**** Input data

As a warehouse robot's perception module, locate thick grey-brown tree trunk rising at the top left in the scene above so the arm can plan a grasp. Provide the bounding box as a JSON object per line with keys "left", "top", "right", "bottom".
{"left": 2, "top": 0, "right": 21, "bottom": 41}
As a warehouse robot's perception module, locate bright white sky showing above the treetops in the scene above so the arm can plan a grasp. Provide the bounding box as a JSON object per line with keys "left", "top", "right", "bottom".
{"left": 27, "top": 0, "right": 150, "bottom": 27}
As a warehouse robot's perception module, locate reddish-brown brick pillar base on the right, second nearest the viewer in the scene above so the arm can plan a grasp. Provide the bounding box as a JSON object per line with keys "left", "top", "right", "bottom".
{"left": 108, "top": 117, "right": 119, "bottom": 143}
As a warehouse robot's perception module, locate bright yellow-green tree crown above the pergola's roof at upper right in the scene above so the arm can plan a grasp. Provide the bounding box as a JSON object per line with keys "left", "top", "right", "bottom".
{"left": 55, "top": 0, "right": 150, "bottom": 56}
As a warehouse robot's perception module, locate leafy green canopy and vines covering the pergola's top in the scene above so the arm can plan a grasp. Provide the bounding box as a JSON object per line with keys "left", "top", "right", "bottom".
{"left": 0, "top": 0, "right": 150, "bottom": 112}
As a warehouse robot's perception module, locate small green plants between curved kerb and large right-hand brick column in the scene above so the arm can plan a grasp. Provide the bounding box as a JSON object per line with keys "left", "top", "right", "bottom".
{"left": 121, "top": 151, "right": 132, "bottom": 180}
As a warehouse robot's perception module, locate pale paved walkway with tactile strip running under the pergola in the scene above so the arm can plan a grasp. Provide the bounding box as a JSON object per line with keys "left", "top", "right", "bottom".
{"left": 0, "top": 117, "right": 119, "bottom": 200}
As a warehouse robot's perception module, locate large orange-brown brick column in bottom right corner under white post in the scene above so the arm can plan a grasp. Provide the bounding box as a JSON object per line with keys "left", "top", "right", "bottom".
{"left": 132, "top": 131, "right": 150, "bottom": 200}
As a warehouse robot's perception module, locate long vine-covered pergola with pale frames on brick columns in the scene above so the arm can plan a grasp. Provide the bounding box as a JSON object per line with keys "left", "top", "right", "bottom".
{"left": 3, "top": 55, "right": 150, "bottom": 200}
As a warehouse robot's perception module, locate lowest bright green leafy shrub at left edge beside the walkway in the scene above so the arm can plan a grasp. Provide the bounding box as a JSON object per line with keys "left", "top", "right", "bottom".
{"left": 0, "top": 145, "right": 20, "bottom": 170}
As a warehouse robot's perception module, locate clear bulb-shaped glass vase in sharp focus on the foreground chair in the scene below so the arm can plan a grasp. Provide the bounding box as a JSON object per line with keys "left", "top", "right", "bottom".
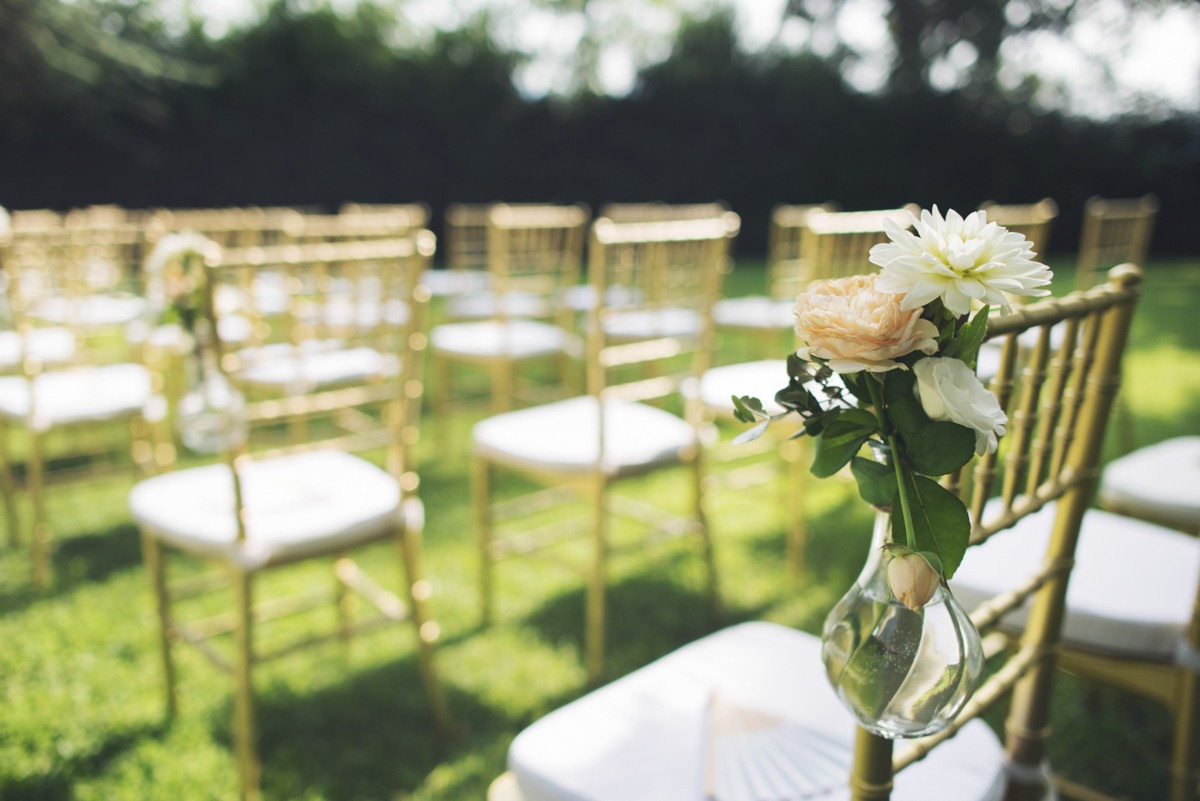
{"left": 821, "top": 512, "right": 983, "bottom": 739}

********

* _Goal of the exercise_
Would you please transcribe the listing in full, exactly, while omitting the images?

* _Exercise output_
As a warehouse robot's perception module, locate thick grey-brown tree trunk rising at the top left in the scene above so the arm can plan a grasp. Provide the bounding box as a JSON object per line with keys "left", "top", "right", "bottom".
{"left": 2, "top": 0, "right": 21, "bottom": 41}
As a warehouse robot's perception module, locate bright white sky showing above the treetops in the scene above so the arm can plan a grasp. Provide the bounding box as a JSON object per line with keys "left", "top", "right", "bottom".
{"left": 27, "top": 0, "right": 150, "bottom": 27}
As a warehouse robot's perception module, locate reddish-brown brick pillar base on the right, second nearest the viewer in the scene above so the arm can plan a grasp. Provide the bounding box as a JSON object per line with keys "left", "top", "right", "bottom".
{"left": 108, "top": 117, "right": 119, "bottom": 143}
As a warehouse robot's perception module, locate bright yellow-green tree crown above the pergola's roof at upper right in the scene above so the arm can plan a grasp. Provide the bounding box as a JSON object per line with keys "left", "top", "right", "bottom".
{"left": 55, "top": 0, "right": 150, "bottom": 56}
As a warehouse robot's perception module, locate leafy green canopy and vines covering the pergola's top in the scene above so the arm can plan a grasp. Provide the bounding box as a JSON object per line with keys "left", "top", "right", "bottom".
{"left": 0, "top": 0, "right": 150, "bottom": 112}
As a warehouse robot's perception module, locate small green plants between curved kerb and large right-hand brick column in the scene above so the arm can plan a grasp. Provide the bounding box as a JSON object per line with keys "left", "top", "right", "bottom".
{"left": 121, "top": 151, "right": 132, "bottom": 180}
As a warehouse robot's perception module, locate pale paved walkway with tactile strip running under the pergola in the scene above so the arm can plan a grasp. Provide the bounding box as a JSON object per line with keys "left", "top", "right", "bottom".
{"left": 0, "top": 117, "right": 119, "bottom": 200}
As a warehouse robot's perception module, locate large orange-brown brick column in bottom right corner under white post in the scene above so the arm can plan a grasp. Provide the bounding box as a JSON object per line with keys "left", "top", "right", "bottom".
{"left": 132, "top": 131, "right": 150, "bottom": 200}
As a warehouse robot's perception module, locate long vine-covered pergola with pale frames on brick columns in the scene above so the arm can plan a grasp. Provide the bounding box as a JSON object per line with keys "left", "top", "right", "bottom".
{"left": 3, "top": 55, "right": 150, "bottom": 200}
As a warehouse robot's perception module, locate lowest bright green leafy shrub at left edge beside the walkway in the scene above so the arm can plan a grasp. Provide the bounding box as a JSON object per line with keys "left", "top", "right", "bottom".
{"left": 0, "top": 145, "right": 20, "bottom": 170}
As a warehouse robot's perception module, locate clear bulb-shaped glass vase in sharp focus on the foreground chair in the scene below so the arm can plan a grasp. Provide the bounding box as a JSON object per line with keys "left", "top", "right", "bottom".
{"left": 821, "top": 512, "right": 983, "bottom": 739}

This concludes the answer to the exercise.